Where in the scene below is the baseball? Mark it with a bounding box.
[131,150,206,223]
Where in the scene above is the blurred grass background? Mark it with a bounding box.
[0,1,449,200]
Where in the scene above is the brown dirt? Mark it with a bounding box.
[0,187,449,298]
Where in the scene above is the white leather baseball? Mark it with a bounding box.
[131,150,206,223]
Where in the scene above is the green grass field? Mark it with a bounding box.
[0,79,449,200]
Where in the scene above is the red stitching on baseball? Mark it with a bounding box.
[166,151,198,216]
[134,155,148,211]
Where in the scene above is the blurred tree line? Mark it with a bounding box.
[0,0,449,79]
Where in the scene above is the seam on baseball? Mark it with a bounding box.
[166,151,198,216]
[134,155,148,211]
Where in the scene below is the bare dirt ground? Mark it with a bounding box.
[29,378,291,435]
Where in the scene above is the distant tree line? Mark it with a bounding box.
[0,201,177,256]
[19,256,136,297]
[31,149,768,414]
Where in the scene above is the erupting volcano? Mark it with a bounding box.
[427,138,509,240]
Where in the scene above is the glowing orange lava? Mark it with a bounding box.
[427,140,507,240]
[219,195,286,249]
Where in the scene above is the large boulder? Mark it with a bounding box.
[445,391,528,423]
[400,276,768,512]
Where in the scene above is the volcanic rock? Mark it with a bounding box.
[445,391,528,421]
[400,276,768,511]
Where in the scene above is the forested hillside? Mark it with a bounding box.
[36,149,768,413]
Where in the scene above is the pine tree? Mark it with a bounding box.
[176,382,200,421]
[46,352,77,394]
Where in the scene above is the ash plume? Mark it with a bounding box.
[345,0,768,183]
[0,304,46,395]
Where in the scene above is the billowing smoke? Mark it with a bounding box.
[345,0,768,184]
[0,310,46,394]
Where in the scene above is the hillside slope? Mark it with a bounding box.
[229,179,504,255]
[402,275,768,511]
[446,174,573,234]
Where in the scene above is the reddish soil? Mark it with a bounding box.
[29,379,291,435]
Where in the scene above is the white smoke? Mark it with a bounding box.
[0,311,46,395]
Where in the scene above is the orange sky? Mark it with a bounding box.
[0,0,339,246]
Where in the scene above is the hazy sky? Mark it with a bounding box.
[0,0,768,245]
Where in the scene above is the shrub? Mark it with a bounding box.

• • • •

**Given task**
Render every line of the records above as a Markdown table with the columns "Row" and "Record line," numbering the rows in order and leaving out blank lines.

**Problem solution**
| Row | Record line |
|---|---|
| 1 | Where in the scene below is the baseball? Mark it with a bounding box. |
| 2 | [131,150,206,223] |
| 3 | Where in the scene above is the blurred grass background? Mark it with a bounding box. |
| 4 | [0,1,449,200] |
| 5 | Where in the scene above is the brown dirt? Mark it with a bounding box. |
| 6 | [0,187,449,298] |
| 7 | Where in the scene above is the white leather baseball? Mark it with a bounding box. |
| 8 | [131,150,206,223] |
| 9 | Where in the scene above is the green grass field? Mark it with a bounding box. |
| 10 | [0,79,449,200] |
| 11 | Where in the scene above is the red stitching on baseball? Mark it with a bounding box. |
| 12 | [166,151,198,216] |
| 13 | [134,155,148,211] |
| 14 | Where in the scene above is the blurred tree line? Mark it with a bounding box. |
| 15 | [0,0,449,79] |
| 16 | Where in the scene above is the seam on baseball? Mark it with a bounding box. |
| 17 | [166,151,198,216] |
| 18 | [134,155,148,211] |
| 19 | Where in the scene below is the bare dirt ground? Mark it with a bounding box. |
| 20 | [29,378,291,435] |
| 21 | Where in the scene above is the distant tree line? Mark it with a bounding box. |
| 22 | [0,201,177,256] |
| 23 | [19,256,136,297] |
| 24 | [31,149,768,414] |
| 25 | Where in the scene above is the erupting volcano? Mark it with a bounding box. |
| 26 | [427,138,509,240] |
| 27 | Where in the scene above is the glowing orange lava? Mark it with a bounding box. |
| 28 | [427,140,507,240] |
| 29 | [219,195,286,249] |
| 30 | Where in the scene above is the large boulder? Mark it with a bounding box. |
| 31 | [445,391,528,423] |
| 32 | [400,276,768,512] |
| 33 | Where in the scene above is the volcanic rock? Mark it with a bounding box. |
| 34 | [445,391,528,421] |
| 35 | [400,276,768,511] |
| 36 | Where in the scene above is the forested hillside? Mark it with a bounding box. |
| 37 | [36,149,768,413] |
| 38 | Where in the scene above is the pine tree? Mark it with a bounding box. |
| 39 | [176,382,200,421] |
| 40 | [46,352,77,394] |
| 41 | Where in the scene above is the ash plume? Mark it with a bounding box. |
| 42 | [345,0,768,183] |
| 43 | [0,304,46,395] |
| 44 | Where in the scene above is the billowing smoke? Mark it with a bounding box. |
| 45 | [345,0,768,184] |
| 46 | [0,310,46,394] |
| 47 | Where in the scene above is the hillside slope? Mark it with a bounding box. |
| 48 | [229,179,504,255] |
| 49 | [402,275,768,511] |
| 50 | [446,174,573,234] |
| 51 | Where in the scene above is the reddish soil? Mark it with a bounding box. |
| 52 | [29,379,291,435] |
| 53 | Where in the scene above is the white smoke? Mark it with a bounding box. |
| 54 | [0,311,46,395] |
| 55 | Where in the scene above is the orange sky? Mark it with a bounding box. |
| 56 | [0,0,339,246] |
| 57 | Where in the scene above is the hazy sky? Mark it with a bounding box. |
| 58 | [0,0,768,245] |
| 59 | Where in the scene above is the shrub? Mark it with a bounding box. |